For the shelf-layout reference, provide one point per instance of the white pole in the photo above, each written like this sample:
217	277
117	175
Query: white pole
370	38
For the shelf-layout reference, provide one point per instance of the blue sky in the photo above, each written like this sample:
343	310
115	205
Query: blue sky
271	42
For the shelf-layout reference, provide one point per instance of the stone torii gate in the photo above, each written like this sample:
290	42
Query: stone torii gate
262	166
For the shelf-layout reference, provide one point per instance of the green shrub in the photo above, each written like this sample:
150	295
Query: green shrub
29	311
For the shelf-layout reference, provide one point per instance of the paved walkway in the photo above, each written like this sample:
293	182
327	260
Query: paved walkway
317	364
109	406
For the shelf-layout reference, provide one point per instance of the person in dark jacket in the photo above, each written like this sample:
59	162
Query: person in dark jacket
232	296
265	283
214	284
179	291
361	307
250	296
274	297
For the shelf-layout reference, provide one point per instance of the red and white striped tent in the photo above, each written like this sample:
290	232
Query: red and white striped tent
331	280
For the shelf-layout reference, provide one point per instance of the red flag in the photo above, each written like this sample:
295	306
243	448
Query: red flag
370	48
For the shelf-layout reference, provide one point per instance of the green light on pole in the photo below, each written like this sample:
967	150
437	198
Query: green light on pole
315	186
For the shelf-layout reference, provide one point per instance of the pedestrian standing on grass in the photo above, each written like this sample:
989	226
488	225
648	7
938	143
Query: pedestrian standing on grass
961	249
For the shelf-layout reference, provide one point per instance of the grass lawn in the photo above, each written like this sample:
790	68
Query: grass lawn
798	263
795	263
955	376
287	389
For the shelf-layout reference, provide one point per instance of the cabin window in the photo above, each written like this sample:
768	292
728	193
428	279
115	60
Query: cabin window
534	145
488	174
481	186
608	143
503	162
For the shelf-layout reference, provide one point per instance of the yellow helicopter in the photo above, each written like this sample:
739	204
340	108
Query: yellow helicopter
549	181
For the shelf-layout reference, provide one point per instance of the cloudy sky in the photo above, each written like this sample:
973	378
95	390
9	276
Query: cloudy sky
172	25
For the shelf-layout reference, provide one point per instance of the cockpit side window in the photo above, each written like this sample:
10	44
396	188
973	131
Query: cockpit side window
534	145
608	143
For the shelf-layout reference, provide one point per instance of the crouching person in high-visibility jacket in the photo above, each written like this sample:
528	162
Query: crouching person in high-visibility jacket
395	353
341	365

### [PROBLEM DESCRIPTION]
The expected output is every record, repeated exactly.

### [ANSWER]
For the shelf-layout reference, provide one point per instance of the white pole in the photo above, each written like this sample:
217	277
117	175
Query: white pole
370	38
For the shelf-layout reference, provide one point per instance of the blue sky in the photo above, each written like this sample:
343	310
115	205
Query: blue sky
271	42
For the shelf-layout reference, provide one point per instance of the stone torii gate in the photo above, each written like this sample:
290	42
Query: stone torii gate
262	166
For the shelf-layout reference, provide one point per instance of the green shrub in the photo above, each written like this sample:
150	295
Query: green shrub
29	311
For the shelf-layout reference, provide one point per instance of the paved walkway in the photo above, each written like this sample:
293	182
327	260
Query: paved walkway
317	364
109	406
For the shelf-layout reference, provide one point per instance of the person in dark jacket in the photo above, each written like this sample:
59	162
Query: person in dark jacket
232	296
265	283
214	284
179	291
361	307
250	296
274	297
For the shelf-layout reference, provide one point per instance of the red and white striped tent in the photo above, each written like this sample:
290	232
Query: red and white striped tent
331	280
For the shelf-layout reference, provide one point per instance of the red flag in the photo above, each written like this sample:
295	306
243	448
Query: red flag
370	48
For the shelf-layout reference, provide one point per instance of the green light on pole in the photo below, each written like this sample:
967	150
437	198
Query: green light on pole
315	186
For the shelf-layout reference, provide one point per instance of the pedestrian standing on grass in the photo above, each written like this sample:
989	226
488	225
648	7
938	143
Query: pedestrian standing on grass
961	249
For the shelf-layout reference, provide one point per instance of the grass lawn in the photo above, each written like this sample:
790	68
Query: grass lawn
798	263
795	263
955	376
287	389
For the shelf-layout reference, provide one point per instance of the cabin window in the photo above, each written like this sample:
768	292
728	193
428	279
115	60
Query: cabin window
534	145
488	174
481	186
608	143
503	162
For the shelf-layout reference, provide one point per instance of the yellow helicopter in the photo above, each written like this sample:
739	204
340	108
Query: yellow helicopter
549	181
For the shelf-layout reference, provide one point per instance of the cloudy sky in the photo above, each written like this sample:
973	378
95	390
9	276
Query: cloudy sky
172	25
For the shelf-layout reference, provide one point per instance of the cockpit side window in the photo above, each written like this sample:
10	44
396	188
973	131
Query: cockpit side window
534	145
608	143
For the shelf-layout reference, provide one point per instance of the crouching person in high-visibility jacket in the photo above, each written like this sample:
528	162
Query: crouching person in high-visibility jacket
395	353
341	365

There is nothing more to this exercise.